Items from a data source:
* * * * * * * * *

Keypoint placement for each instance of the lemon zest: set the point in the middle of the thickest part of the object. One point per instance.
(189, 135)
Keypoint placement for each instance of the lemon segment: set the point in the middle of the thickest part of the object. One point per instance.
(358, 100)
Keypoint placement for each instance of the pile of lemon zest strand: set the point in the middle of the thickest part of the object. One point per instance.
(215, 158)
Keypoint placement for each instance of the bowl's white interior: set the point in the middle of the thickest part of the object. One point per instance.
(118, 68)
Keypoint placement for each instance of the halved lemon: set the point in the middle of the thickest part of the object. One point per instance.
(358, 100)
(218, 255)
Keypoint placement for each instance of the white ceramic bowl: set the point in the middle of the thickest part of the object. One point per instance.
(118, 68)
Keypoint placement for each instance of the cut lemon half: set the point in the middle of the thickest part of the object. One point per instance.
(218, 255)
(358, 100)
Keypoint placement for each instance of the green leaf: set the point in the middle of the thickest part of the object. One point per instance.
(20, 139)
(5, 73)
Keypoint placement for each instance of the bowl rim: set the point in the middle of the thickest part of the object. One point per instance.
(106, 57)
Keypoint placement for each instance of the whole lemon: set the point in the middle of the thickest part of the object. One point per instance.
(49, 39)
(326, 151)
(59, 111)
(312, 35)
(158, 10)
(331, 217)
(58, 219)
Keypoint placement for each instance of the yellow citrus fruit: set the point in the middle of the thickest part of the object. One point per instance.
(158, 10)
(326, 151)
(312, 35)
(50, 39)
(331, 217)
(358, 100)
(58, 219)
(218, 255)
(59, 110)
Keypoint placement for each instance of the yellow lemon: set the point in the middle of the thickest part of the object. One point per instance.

* * * * * * * * *

Repeat every one of the entries above word for word, changing nothing.

## WRITTEN ANSWER
Keypoint placement for each instance of the lemon zest: set the point in the middle of the thickest part of the object. One point per instance.
(189, 135)
Keypoint placement for each instance of the lemon segment: set the point in the middle of the thickest part of the object. One point per instance.
(358, 100)
Keypoint placement for each instance of the pile of lemon zest strand: set the point in the middle of the thickest part of the object. One point per instance.
(215, 158)
Keypoint placement for each instance of the bowl's white interior: set the point in the middle of the thickest part of the object. One point per instance.
(118, 68)
Keypoint placement for each instance of the halved lemon: set the point in the middle of the thickest part of the object. One point per instance.
(358, 100)
(218, 255)
Keypoint placement for each instance of the white ceramic bowl: set the point in the middle of the thickest part of the object. One point per instance.
(118, 68)
Keypoint placement for each instance of the cut lemon half: set the point in the middle of the thickest part of the object. One point per instance.
(218, 255)
(358, 100)
Keypoint placement for each instance of the green leaf: set the point in the middle of the thickest part of the object. One point per instance.
(20, 139)
(5, 73)
Keypoint placement for each instance of the bowl rim: set the point in the middle of the thickest part of the object. One point per instance.
(106, 57)
Keypoint placement for each instance of the whole lemon: set the point in the middle of the thickest part of the object. One point per instance.
(49, 39)
(326, 151)
(59, 111)
(312, 35)
(158, 10)
(331, 217)
(58, 219)
Keypoint placement for each instance of the yellow citrus fruit: set the point in the middle of the thickest part of the object. One point per instance.
(158, 10)
(326, 151)
(312, 35)
(50, 39)
(331, 217)
(358, 100)
(58, 219)
(218, 255)
(59, 110)
Keypoint placement for each instance of the yellow lemon: set the point in the middle of the thickest part of the object. One point per instance.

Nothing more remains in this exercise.